* What the task asks: The response should consist of the records, reproduced exactly.

* Task input:
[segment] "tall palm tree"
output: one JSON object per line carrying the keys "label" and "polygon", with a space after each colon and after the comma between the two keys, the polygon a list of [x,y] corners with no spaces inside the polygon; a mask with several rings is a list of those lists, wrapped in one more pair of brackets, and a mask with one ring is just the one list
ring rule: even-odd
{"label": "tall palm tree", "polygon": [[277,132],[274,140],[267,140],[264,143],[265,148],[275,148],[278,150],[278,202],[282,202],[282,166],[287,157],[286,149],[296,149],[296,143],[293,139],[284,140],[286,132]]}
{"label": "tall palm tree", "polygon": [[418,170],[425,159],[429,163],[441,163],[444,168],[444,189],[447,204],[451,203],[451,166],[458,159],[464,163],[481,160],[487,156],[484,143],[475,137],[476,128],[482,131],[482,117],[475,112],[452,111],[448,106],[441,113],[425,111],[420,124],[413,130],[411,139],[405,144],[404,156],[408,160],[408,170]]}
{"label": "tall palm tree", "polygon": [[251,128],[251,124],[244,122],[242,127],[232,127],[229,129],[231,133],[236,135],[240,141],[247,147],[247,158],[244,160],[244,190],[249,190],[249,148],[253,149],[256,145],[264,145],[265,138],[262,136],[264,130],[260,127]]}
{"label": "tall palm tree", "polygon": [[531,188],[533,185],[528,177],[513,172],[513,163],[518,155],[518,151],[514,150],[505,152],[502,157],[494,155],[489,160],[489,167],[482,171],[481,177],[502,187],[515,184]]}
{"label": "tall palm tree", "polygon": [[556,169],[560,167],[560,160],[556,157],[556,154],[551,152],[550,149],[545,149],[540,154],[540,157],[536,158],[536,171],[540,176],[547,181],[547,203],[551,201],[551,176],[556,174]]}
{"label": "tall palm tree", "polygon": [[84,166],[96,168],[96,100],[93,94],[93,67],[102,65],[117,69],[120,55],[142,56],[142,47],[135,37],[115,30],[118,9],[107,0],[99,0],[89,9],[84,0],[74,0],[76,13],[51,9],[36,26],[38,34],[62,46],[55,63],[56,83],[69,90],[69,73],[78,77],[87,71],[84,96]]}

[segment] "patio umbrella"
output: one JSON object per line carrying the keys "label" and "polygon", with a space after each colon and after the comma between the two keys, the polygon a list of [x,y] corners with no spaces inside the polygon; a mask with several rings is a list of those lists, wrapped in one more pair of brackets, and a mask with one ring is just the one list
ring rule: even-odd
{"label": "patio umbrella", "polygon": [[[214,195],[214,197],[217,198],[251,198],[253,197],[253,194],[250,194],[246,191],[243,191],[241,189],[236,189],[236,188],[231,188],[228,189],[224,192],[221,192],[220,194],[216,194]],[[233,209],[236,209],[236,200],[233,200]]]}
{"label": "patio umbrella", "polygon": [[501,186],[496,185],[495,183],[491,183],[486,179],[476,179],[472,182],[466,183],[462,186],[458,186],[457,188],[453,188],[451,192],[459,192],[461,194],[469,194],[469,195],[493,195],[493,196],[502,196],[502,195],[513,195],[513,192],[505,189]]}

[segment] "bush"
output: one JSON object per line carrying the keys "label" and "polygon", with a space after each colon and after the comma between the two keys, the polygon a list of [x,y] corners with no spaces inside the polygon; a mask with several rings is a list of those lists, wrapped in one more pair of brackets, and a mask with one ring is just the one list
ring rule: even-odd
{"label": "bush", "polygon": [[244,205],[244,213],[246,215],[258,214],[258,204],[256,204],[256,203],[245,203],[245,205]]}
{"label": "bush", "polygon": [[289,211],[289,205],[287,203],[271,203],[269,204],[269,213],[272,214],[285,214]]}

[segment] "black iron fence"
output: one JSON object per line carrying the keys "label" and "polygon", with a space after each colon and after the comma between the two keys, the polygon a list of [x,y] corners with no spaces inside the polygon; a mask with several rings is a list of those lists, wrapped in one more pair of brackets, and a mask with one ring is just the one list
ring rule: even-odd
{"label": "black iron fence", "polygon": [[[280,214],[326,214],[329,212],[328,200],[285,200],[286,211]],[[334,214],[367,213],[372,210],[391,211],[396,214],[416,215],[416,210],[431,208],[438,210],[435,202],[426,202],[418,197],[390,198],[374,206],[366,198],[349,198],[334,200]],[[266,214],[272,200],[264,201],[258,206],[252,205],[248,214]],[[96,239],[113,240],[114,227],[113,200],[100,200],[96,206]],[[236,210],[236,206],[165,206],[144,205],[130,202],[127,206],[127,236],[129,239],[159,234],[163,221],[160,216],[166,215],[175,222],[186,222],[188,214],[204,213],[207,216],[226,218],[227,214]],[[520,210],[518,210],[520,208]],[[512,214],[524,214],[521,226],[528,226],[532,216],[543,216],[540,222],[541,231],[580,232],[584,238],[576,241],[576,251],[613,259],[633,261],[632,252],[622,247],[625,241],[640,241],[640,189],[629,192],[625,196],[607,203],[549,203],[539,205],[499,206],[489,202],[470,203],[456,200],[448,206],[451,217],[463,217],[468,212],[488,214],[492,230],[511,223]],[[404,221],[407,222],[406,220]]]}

* Answer section:
[segment] "tall palm tree"
output: one JSON object per line carrying the keys "label" and "polygon", with a space after each colon and after the comma between the two keys, the polygon a list of [x,y] corners with no spaces inside the polygon; a mask with several rings is a list of those lists, wrapped in one more pair of brackets, and a mask with one ring is just the one list
ring rule: even-odd
{"label": "tall palm tree", "polygon": [[277,132],[274,140],[267,140],[264,143],[265,148],[275,148],[278,150],[278,202],[282,202],[282,166],[287,157],[286,149],[296,149],[296,143],[293,139],[284,140],[286,132]]}
{"label": "tall palm tree", "polygon": [[418,170],[425,159],[429,163],[441,163],[444,168],[444,189],[447,204],[451,203],[451,166],[458,159],[464,163],[481,160],[487,156],[484,143],[475,137],[476,128],[482,131],[482,117],[475,112],[452,111],[448,106],[441,113],[425,111],[420,124],[413,130],[411,139],[405,144],[404,156],[408,160],[408,170]]}
{"label": "tall palm tree", "polygon": [[251,128],[251,124],[244,122],[242,127],[232,127],[229,129],[231,133],[236,135],[240,141],[247,147],[247,158],[244,160],[244,190],[249,190],[249,148],[253,149],[256,145],[264,145],[265,138],[262,136],[264,130],[260,127]]}
{"label": "tall palm tree", "polygon": [[531,188],[533,185],[528,177],[513,172],[513,163],[518,155],[518,151],[514,150],[505,152],[502,157],[494,155],[489,160],[489,167],[482,171],[481,177],[502,187],[515,184]]}
{"label": "tall palm tree", "polygon": [[556,169],[560,167],[560,160],[556,157],[556,154],[551,152],[550,149],[545,149],[540,154],[540,157],[536,158],[536,171],[540,176],[547,181],[547,203],[551,201],[551,176],[556,174]]}
{"label": "tall palm tree", "polygon": [[84,166],[96,168],[96,100],[93,94],[93,67],[102,65],[117,69],[120,55],[142,56],[142,47],[135,37],[115,30],[118,9],[107,0],[99,0],[89,9],[84,0],[74,0],[76,13],[51,9],[36,26],[38,34],[62,46],[55,63],[56,83],[69,90],[69,73],[78,77],[87,71],[84,96]]}

[segment] "patio umbrella"
output: one JSON object per line carrying the keys "label" and "polygon", with a space after each colon and after the comma between the two keys, the polygon a list of [x,y] corners with no spaces inside the polygon; a mask with several rings is a list of those lists, wrapped in one more pair of brackets, and a mask with one ring is just the one list
ring rule: even-odd
{"label": "patio umbrella", "polygon": [[[214,195],[214,197],[217,198],[251,198],[253,197],[253,194],[250,194],[246,191],[243,191],[241,189],[236,189],[236,188],[231,188],[228,189],[224,192],[221,192],[220,194],[216,194]],[[233,209],[236,209],[236,200],[233,200]]]}
{"label": "patio umbrella", "polygon": [[501,186],[496,185],[495,183],[491,183],[486,179],[476,179],[472,182],[466,183],[462,186],[458,186],[457,188],[453,188],[451,192],[459,192],[461,194],[469,194],[469,195],[493,195],[493,196],[502,196],[502,195],[513,195],[513,192],[505,189]]}

[segment] "bush"
output: one JSON object per line carrying the keys "label" and "polygon", with a space after each colon and after the comma between the two keys, the polygon a list of [x,y] corners with no spaces inside the polygon; a mask with several rings is a list of those lists, wrapped in one more pair of brackets, and a mask with one ring is just the one list
ring rule: even-odd
{"label": "bush", "polygon": [[244,205],[244,213],[246,215],[258,214],[258,204],[256,204],[256,203],[245,203],[245,205]]}
{"label": "bush", "polygon": [[289,211],[289,205],[287,203],[271,203],[269,204],[269,213],[272,214],[285,214]]}

[segment] "black iron fence"
output: one JSON object per line carrying the keys "label" and "polygon", with a space after each colon and after the comma between the two keys, the polygon a list of [x,y] corners with no spaces inside the polygon; a mask with several rings is a list of those lists, wrapped in one more pair of brackets, and a mask with one ring is just the one list
ring rule: even-odd
{"label": "black iron fence", "polygon": [[[280,214],[326,214],[329,212],[328,200],[285,200],[286,211]],[[334,214],[367,213],[372,210],[391,211],[396,214],[416,215],[416,210],[431,208],[438,210],[435,202],[426,202],[418,197],[390,198],[374,206],[366,198],[349,198],[334,200]],[[266,214],[272,200],[264,201],[258,206],[252,205],[248,214]],[[96,239],[113,240],[114,227],[113,200],[100,200],[96,206]],[[236,210],[236,206],[165,206],[144,205],[130,202],[127,206],[127,236],[129,239],[159,234],[163,221],[160,216],[166,215],[175,222],[186,222],[188,214],[204,213],[207,216],[226,218],[227,214]],[[520,210],[518,210],[520,208]],[[512,214],[524,214],[521,226],[528,226],[532,216],[543,216],[540,222],[541,231],[580,232],[584,238],[576,241],[576,251],[613,259],[633,261],[632,252],[622,247],[625,241],[640,241],[640,189],[629,192],[625,196],[607,203],[549,203],[539,205],[499,206],[489,202],[470,203],[456,200],[448,206],[451,217],[463,217],[468,212],[488,214],[492,230],[511,223]],[[404,221],[407,222],[406,220]]]}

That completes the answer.